Activity:
Set down again exactly the lines of the listing below that fall between the line holding "Query: mountain summit" and the line holding "Every instance of the mountain range", inclusive.

Study material:
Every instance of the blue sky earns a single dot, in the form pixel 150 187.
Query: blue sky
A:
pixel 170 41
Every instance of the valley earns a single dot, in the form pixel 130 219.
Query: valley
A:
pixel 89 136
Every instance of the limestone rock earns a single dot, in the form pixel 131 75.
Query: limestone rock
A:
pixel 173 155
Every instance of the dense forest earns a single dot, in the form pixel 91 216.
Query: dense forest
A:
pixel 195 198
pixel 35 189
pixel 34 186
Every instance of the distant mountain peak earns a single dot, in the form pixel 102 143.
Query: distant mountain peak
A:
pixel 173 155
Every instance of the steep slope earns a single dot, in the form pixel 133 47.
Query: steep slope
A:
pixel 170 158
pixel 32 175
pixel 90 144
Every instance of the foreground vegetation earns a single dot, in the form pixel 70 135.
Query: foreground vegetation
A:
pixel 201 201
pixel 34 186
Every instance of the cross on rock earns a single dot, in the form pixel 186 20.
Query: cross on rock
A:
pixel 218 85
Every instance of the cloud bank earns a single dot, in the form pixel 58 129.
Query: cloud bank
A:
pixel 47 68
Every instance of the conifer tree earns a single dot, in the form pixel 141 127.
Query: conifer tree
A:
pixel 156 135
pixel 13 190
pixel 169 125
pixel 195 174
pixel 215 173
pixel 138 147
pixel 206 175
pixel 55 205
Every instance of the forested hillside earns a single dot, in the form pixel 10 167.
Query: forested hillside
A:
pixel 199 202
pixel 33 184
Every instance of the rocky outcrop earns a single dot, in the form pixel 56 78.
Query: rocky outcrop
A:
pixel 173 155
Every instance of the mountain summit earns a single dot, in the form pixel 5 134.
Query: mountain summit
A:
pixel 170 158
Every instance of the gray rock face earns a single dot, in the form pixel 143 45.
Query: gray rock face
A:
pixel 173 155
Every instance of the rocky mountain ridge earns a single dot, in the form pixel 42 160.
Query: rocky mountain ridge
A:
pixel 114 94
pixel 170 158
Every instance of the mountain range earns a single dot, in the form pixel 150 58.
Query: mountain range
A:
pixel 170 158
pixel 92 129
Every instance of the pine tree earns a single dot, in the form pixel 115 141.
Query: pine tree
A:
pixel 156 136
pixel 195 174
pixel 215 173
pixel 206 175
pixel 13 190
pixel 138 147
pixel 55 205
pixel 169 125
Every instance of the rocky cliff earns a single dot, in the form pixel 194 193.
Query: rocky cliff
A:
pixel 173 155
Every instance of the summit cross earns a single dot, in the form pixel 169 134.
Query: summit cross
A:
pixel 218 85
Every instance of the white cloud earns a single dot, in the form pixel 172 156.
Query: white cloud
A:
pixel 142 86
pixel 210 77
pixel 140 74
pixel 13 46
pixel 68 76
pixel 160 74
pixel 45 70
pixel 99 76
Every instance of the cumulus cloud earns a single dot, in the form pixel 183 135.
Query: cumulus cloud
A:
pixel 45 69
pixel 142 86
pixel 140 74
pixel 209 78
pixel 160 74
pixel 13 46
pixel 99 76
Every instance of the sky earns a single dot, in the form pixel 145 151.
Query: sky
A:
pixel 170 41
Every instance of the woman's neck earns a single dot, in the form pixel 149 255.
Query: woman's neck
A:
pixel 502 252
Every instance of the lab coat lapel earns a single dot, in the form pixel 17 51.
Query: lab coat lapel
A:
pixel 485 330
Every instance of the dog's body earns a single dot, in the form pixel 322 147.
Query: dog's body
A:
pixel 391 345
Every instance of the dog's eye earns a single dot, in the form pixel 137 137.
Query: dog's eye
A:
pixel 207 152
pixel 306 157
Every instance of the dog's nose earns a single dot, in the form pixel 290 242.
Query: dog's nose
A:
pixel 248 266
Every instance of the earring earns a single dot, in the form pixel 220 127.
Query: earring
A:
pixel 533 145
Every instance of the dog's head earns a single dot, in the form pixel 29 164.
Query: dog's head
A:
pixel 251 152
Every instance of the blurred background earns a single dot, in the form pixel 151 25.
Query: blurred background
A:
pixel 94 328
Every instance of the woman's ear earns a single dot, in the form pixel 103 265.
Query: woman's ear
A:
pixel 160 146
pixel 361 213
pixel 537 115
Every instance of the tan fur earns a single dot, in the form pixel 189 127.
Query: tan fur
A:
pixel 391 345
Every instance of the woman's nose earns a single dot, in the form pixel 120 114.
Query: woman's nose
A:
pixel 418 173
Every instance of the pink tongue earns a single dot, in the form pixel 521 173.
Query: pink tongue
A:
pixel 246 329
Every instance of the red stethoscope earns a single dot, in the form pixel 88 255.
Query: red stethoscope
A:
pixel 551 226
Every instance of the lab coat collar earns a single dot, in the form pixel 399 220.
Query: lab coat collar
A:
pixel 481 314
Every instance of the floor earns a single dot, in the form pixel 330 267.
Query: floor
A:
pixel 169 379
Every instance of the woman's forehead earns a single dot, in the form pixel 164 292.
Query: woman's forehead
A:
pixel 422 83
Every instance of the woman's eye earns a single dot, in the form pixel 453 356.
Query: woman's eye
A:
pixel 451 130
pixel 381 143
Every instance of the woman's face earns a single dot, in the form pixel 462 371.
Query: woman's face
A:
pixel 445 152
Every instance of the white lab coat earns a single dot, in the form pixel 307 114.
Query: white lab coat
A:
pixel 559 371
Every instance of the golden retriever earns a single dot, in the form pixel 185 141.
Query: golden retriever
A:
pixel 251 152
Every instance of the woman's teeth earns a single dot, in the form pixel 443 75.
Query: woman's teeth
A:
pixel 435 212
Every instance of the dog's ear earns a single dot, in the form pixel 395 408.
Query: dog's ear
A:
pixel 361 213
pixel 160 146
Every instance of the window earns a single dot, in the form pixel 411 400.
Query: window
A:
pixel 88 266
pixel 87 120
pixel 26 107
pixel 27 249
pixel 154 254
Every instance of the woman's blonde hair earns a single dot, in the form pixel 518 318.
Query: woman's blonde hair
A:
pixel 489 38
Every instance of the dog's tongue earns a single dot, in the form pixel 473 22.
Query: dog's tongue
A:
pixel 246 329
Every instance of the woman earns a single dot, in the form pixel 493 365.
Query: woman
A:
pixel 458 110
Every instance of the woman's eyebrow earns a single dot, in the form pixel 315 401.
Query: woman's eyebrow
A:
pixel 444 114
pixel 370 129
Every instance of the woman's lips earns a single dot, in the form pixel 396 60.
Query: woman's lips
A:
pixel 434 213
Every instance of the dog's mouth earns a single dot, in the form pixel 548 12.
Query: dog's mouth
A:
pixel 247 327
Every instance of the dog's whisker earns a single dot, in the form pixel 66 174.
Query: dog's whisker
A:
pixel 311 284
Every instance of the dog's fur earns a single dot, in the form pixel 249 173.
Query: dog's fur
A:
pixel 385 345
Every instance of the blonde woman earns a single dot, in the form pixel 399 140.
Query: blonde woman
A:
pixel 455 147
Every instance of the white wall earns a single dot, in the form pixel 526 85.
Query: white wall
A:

Result of the exercise:
Query: mountain summit
A:
pixel 170 158
Every instance of the gray rock face earns a single dot, in the form pixel 143 45.
Query: gray rock face
A:
pixel 173 155
Every instance of the rocky mountain ridge earns a single dot, in the form pixel 42 160.
Query: rocky mountain ridge
A:
pixel 114 94
pixel 170 158
Every instance of the mountain range earns a single dot, in the form pixel 150 58.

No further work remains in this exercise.